Dataset extract section start
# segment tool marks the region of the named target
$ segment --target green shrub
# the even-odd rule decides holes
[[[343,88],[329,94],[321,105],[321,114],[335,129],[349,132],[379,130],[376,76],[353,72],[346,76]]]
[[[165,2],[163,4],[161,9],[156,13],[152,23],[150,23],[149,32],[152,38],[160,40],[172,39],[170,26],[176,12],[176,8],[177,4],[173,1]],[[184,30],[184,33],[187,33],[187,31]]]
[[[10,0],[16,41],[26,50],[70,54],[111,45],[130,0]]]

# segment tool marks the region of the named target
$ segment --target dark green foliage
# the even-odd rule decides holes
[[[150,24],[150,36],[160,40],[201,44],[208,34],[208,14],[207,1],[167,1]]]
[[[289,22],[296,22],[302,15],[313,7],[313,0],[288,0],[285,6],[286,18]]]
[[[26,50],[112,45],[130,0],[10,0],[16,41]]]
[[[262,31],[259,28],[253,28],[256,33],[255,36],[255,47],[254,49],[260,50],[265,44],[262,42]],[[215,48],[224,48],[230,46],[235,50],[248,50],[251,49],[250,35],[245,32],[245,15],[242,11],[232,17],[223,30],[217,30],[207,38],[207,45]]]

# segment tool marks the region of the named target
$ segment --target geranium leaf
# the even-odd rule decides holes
Dataset extract section end
What you will do. Copy the lines above that hold the word "green".

Answer.
$ segment --target green shrub
$ segment --target dark green foliage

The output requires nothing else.